About this task — After finding the line that contains "Spot the eyeglasses", give again that line and each one following it, exactly, until the records end.

The data —
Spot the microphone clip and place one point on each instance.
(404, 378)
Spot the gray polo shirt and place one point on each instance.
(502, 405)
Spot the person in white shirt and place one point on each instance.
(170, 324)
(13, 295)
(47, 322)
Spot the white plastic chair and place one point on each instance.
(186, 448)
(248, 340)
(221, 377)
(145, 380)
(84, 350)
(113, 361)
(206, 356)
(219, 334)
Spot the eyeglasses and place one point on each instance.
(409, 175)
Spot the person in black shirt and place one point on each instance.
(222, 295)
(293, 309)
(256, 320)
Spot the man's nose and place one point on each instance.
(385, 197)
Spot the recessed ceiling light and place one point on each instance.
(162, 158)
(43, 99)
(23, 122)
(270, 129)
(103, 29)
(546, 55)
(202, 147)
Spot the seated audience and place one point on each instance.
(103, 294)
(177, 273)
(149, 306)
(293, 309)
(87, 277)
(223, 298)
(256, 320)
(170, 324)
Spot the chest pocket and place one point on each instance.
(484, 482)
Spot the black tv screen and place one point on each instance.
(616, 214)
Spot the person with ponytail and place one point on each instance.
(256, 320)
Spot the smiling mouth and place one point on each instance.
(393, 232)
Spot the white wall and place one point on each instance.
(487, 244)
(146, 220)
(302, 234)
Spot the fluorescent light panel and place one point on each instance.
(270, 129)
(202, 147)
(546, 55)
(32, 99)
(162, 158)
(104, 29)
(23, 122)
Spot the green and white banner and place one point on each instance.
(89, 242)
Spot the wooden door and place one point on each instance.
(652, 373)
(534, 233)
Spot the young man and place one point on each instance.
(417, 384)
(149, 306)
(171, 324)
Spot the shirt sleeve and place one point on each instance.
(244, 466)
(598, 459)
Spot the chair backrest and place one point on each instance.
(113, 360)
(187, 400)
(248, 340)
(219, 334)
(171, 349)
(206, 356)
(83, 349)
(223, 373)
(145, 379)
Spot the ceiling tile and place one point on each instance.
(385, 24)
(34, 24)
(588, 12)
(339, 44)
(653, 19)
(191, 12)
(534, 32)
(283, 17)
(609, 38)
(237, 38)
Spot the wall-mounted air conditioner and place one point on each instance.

Output for this exercise —
Spot the eyeglasses and place one point on each instance.
(409, 175)
Spot the person in black shirt and place one point on each instance.
(222, 295)
(293, 309)
(256, 320)
Spot the man's nose and place one point on each instance.
(385, 197)
Spot the recessed ceiling light and place one point on each instance.
(162, 158)
(43, 99)
(23, 122)
(270, 129)
(103, 29)
(546, 55)
(202, 147)
Spot the seated audience and place one point on each instance.
(103, 294)
(177, 273)
(149, 306)
(293, 309)
(87, 277)
(223, 298)
(256, 320)
(170, 324)
Spot the chest pocket and place one point on each instance.
(484, 482)
Spot the black tv screen and place one point on each instance.
(616, 214)
Spot the person with ponytail and place one point on each instance.
(256, 320)
Spot the smiling mouth and place one point on each instance.
(393, 232)
Spot the white wall and place one point on each instance.
(487, 244)
(146, 220)
(302, 234)
Spot the fluorescent light panel and place one point on each instance.
(270, 129)
(202, 147)
(546, 55)
(32, 99)
(162, 158)
(104, 29)
(23, 122)
Spot the green and white banner and place one point on each instance.
(89, 242)
Spot the wooden door and place one point on each instance.
(652, 373)
(534, 233)
Spot the young man and place one point on each instance.
(417, 384)
(149, 306)
(171, 324)
Spot the shirt sleeve and place one point on each instance.
(244, 466)
(598, 459)
Spot the chair backrest and place one point on each instance.
(113, 360)
(187, 400)
(248, 340)
(219, 334)
(171, 349)
(206, 356)
(83, 349)
(223, 373)
(145, 379)
Spot the ceiling tile and place one point on each instance.
(385, 24)
(34, 24)
(588, 12)
(339, 44)
(653, 19)
(191, 12)
(534, 32)
(283, 17)
(609, 38)
(237, 38)
Spot the wall-mounted air conditioner and place one point on each instance.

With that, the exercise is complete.